▸ YOUR GOAL:
Return, unchanged, the part of the rows that opens with the line containing "Please segment every instance of the window" and runs through the last line of the rows.
──────────
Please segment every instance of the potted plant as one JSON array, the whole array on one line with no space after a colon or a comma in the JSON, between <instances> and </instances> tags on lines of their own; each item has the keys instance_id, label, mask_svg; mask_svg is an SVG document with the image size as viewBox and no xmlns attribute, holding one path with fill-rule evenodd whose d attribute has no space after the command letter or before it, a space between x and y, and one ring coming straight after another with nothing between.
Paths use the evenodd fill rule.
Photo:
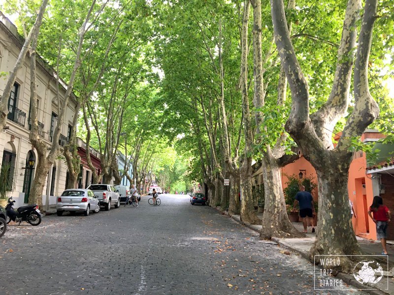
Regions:
<instances>
[{"instance_id":1,"label":"potted plant","mask_svg":"<svg viewBox=\"0 0 394 295\"><path fill-rule=\"evenodd\" d=\"M296 208L295 210L293 209L293 206L296 195L299 191L299 181L295 175L288 176L288 180L286 182L287 186L283 190L285 202L286 204L286 210L290 221L298 222L298 208Z\"/></svg>"},{"instance_id":2,"label":"potted plant","mask_svg":"<svg viewBox=\"0 0 394 295\"><path fill-rule=\"evenodd\" d=\"M299 191L299 186L303 185L305 186L305 190L312 194L313 190L316 187L316 184L313 179L309 177L305 177L300 179L298 176L296 175L287 176L287 177L288 179L286 182L287 187L283 190L285 201L286 204L286 210L290 221L292 222L298 222L299 207L294 210L293 206L296 195Z\"/></svg>"},{"instance_id":3,"label":"potted plant","mask_svg":"<svg viewBox=\"0 0 394 295\"><path fill-rule=\"evenodd\" d=\"M11 173L10 164L4 164L0 169L0 205L5 206L9 192L12 190L13 181L10 177Z\"/></svg>"}]
</instances>

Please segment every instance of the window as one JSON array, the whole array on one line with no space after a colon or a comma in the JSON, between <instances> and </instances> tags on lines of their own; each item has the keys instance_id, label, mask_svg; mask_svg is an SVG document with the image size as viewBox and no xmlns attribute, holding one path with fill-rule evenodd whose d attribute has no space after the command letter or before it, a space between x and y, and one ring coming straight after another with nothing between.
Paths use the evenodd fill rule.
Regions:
──────────
▸ OUTPUT FOR THIS EXERCISE:
Please segment every instance of the window as one JSON array, the whole array on one line with no space after a colon or a comma in the JSON, between <instances> and </instances> tags on lines of their own; each item has the keys instance_id, label, mask_svg; mask_svg is an SVG document with the image size as viewBox and no xmlns attribute, holding one path with fill-rule evenodd whose d attribute has no space after the command letter or before it, a space between x and y, and one ring coming straight after another with nothing between.
Paths use the evenodd fill rule.
Regions:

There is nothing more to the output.